Convert the rows below into a numbered list, dropping any blank lines. Leave the pictures out of your answer.

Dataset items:

▶

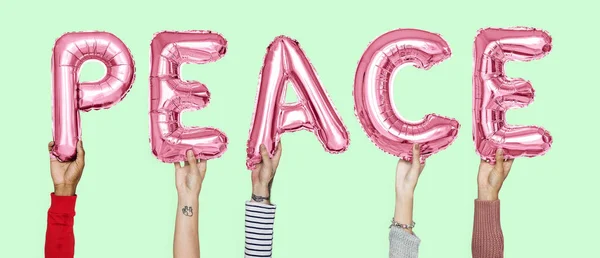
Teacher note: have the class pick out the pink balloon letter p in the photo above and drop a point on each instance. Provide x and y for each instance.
(494, 93)
(71, 96)
(170, 95)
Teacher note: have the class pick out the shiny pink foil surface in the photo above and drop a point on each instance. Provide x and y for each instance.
(373, 96)
(494, 93)
(285, 61)
(170, 95)
(69, 96)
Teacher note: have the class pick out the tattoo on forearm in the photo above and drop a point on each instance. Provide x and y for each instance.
(257, 198)
(187, 211)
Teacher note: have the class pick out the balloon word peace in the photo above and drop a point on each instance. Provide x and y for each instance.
(493, 93)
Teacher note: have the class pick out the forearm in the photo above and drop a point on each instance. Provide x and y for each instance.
(403, 212)
(60, 240)
(186, 242)
(488, 240)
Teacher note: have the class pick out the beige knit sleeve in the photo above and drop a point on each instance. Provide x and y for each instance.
(488, 241)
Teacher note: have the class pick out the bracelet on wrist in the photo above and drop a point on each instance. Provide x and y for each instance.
(402, 226)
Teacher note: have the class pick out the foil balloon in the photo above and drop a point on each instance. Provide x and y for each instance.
(69, 95)
(494, 93)
(170, 95)
(285, 61)
(373, 95)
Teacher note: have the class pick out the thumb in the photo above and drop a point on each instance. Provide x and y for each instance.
(264, 154)
(416, 155)
(80, 151)
(191, 158)
(499, 160)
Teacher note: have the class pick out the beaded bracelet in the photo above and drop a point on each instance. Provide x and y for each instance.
(403, 226)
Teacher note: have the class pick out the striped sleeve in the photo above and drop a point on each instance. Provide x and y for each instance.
(259, 229)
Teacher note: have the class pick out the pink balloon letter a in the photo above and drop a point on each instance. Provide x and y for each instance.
(314, 110)
(169, 95)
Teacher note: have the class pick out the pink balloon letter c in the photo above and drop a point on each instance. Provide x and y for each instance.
(374, 105)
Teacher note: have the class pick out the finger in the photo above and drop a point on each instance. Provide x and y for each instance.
(264, 154)
(277, 155)
(278, 150)
(499, 160)
(80, 151)
(191, 159)
(202, 165)
(507, 166)
(416, 155)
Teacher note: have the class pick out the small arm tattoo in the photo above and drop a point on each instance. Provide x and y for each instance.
(257, 198)
(187, 211)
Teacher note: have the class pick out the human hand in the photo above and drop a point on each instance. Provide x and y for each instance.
(491, 176)
(263, 174)
(407, 174)
(188, 178)
(66, 175)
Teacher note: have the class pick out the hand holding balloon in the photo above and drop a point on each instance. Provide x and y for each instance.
(264, 173)
(66, 175)
(189, 178)
(491, 176)
(407, 175)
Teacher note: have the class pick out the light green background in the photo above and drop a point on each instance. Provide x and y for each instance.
(328, 205)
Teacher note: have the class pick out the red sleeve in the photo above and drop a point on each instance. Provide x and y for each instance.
(488, 241)
(60, 241)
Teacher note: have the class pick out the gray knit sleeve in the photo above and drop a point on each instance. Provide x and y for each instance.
(403, 244)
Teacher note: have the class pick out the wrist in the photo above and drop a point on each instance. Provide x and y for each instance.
(261, 190)
(65, 189)
(187, 199)
(486, 195)
(404, 195)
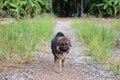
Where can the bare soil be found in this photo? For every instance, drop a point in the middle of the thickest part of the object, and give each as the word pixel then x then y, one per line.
pixel 77 66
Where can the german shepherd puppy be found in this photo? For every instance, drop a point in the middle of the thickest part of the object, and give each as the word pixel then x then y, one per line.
pixel 60 46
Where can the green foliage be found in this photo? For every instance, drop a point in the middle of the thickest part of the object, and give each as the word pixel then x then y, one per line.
pixel 109 7
pixel 99 40
pixel 102 8
pixel 23 8
pixel 18 40
pixel 116 25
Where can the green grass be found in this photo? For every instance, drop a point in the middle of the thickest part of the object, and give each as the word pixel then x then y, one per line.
pixel 19 39
pixel 99 39
pixel 116 25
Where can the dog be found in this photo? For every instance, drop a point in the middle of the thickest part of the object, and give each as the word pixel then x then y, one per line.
pixel 60 46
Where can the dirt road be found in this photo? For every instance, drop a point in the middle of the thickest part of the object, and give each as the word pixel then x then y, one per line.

◀

THE COMPLETED TASK:
1. Teacher note: have the class pick out the pink balloon letter p in the photo above and drop a point on each instance. Provide x and y for each instance.
2. (494, 93)
3. (71, 96)
4. (170, 95)
5. Teacher note: have the class pick out the shiny pink foil surface in the photo above and drop a point on each instance. Provide x and y for each instance.
6. (373, 96)
7. (494, 93)
8. (285, 61)
9. (170, 95)
10. (69, 96)
11. Teacher note: have the class pick out the tattoo on forearm in the photo above and drop a point on each instance. Provide x and y for each instance.
12. (257, 198)
13. (187, 211)
14. Teacher note: have the class pick out the balloon word peace in the photo above and drop a point on each instance. Provide x and y for each instance.
15. (493, 93)
16. Teacher note: have the class pick out the forearm in the photo above and drop a point on each instance. Provide x and y for each instance.
17. (403, 212)
18. (60, 240)
19. (186, 242)
20. (488, 240)
21. Teacher note: have the class pick out the beige knit sleeve in the photo above and drop a point on each instance. Provide x and y for each instance.
22. (488, 241)
23. Teacher note: have the class pick out the bracelet on wrist in the photo above and drop a point on each instance. Provide x and y for each instance.
24. (402, 226)
25. Teacher note: have the class pick out the foil balloon in the photo above and drop a point on each instance. Provide x and y for each instance.
26. (69, 95)
27. (494, 93)
28. (170, 95)
29. (285, 61)
30. (373, 95)
31. Teacher note: have the class pick out the thumb in the photo above and drop a point on each instance. Provide x and y for each instance.
32. (264, 154)
33. (416, 155)
34. (80, 151)
35. (191, 158)
36. (499, 160)
37. Teacher note: have the class pick out the beaded bracelet in the photo above and drop a point on each instance. Provide x and y for each instance.
38. (403, 226)
39. Teacher note: have the class pick out the striped sleeve in the photo above and drop a point on each instance. Provide x and y for each instance.
40. (259, 229)
41. Teacher note: have the class pick out the pink balloon letter a in the photo above and drop a point on each instance. Provide x and y for each instance.
42. (314, 110)
43. (169, 95)
44. Teacher note: have the class pick out the pink balloon letter c in the photo above and drop a point on each instance. Provide x and y for each instance.
45. (374, 105)
46. Teacher note: have the class pick out the finger in the photo above and drop a point on each instance. Provide x and y for each instance.
47. (264, 154)
48. (277, 155)
49. (278, 150)
50. (499, 160)
51. (80, 151)
52. (191, 159)
53. (202, 165)
54. (507, 166)
55. (416, 155)
56. Teacher note: have the class pick out the small arm tattoo in the photo above and drop a point on each instance. Provide x and y for each instance.
57. (257, 198)
58. (187, 211)
59. Teacher note: have the class pick out the human hand in the photo above and drop a point on each instance. Provide x and y for each instance.
60. (491, 176)
61. (263, 174)
62. (407, 174)
63. (188, 178)
64. (66, 175)
65. Teacher note: have the class pick out the hand holding balloon in the photo above and drop a point on each instance. Provide x and y for each instance.
66. (264, 173)
67. (66, 175)
68. (189, 178)
69. (491, 176)
70. (407, 175)
71. Teacher note: have the class pick out the light green background in the photo above and drop a point on each instance. Provide x and y for each instance.
72. (328, 205)
73. Teacher note: have the class pick out the red sleeve in the photo above and drop a point on each instance. Provide x and y for each instance.
74. (488, 241)
75. (60, 241)
76. Teacher note: have the class pick out the gray knit sleeve in the photo above and drop a point on each instance. Provide x and y for each instance.
77. (403, 244)
78. Teacher note: have the class pick out the wrist in the photo above and drop a point on each instance. Provide x and y for each instance.
79. (261, 190)
80. (65, 189)
81. (187, 199)
82. (486, 195)
83. (404, 195)
84. Where can the bare soil be found in this photo? For every instance, drop a point in the middle of the thickest part of the object, and give each as the word pixel then x then y, one per line.
85. pixel 77 66
86. Where can the german shepherd puppy be found in this photo? For every instance, drop a point in the middle of the thickest part of the object, and give each as the word pixel then x then y, one per line.
87. pixel 60 46
88. Where can the green foliage be found in this photo? For every instance, drop a point in the middle of the thickest part of the object, and give each as the word pixel then x then y, one per line.
89. pixel 109 7
90. pixel 99 40
91. pixel 102 8
92. pixel 23 8
93. pixel 18 40
94. pixel 116 25
95. Where can the green grass be found in this photo? For every instance, drop a point in the middle of the thickest part of the object, and give each as the word pixel then x then y, one per line.
96. pixel 19 39
97. pixel 99 39
98. pixel 116 25
99. Where can the dog be found in this photo? For every instance, drop a point in the middle of the thickest part of the object, and give each as the word pixel then x then y, one per line.
100. pixel 60 46
101. Where can the dirt road be found in this photo? For every instance, drop a point in the middle of the thickest part of the object, and give each as the word pixel then x then y, one per line.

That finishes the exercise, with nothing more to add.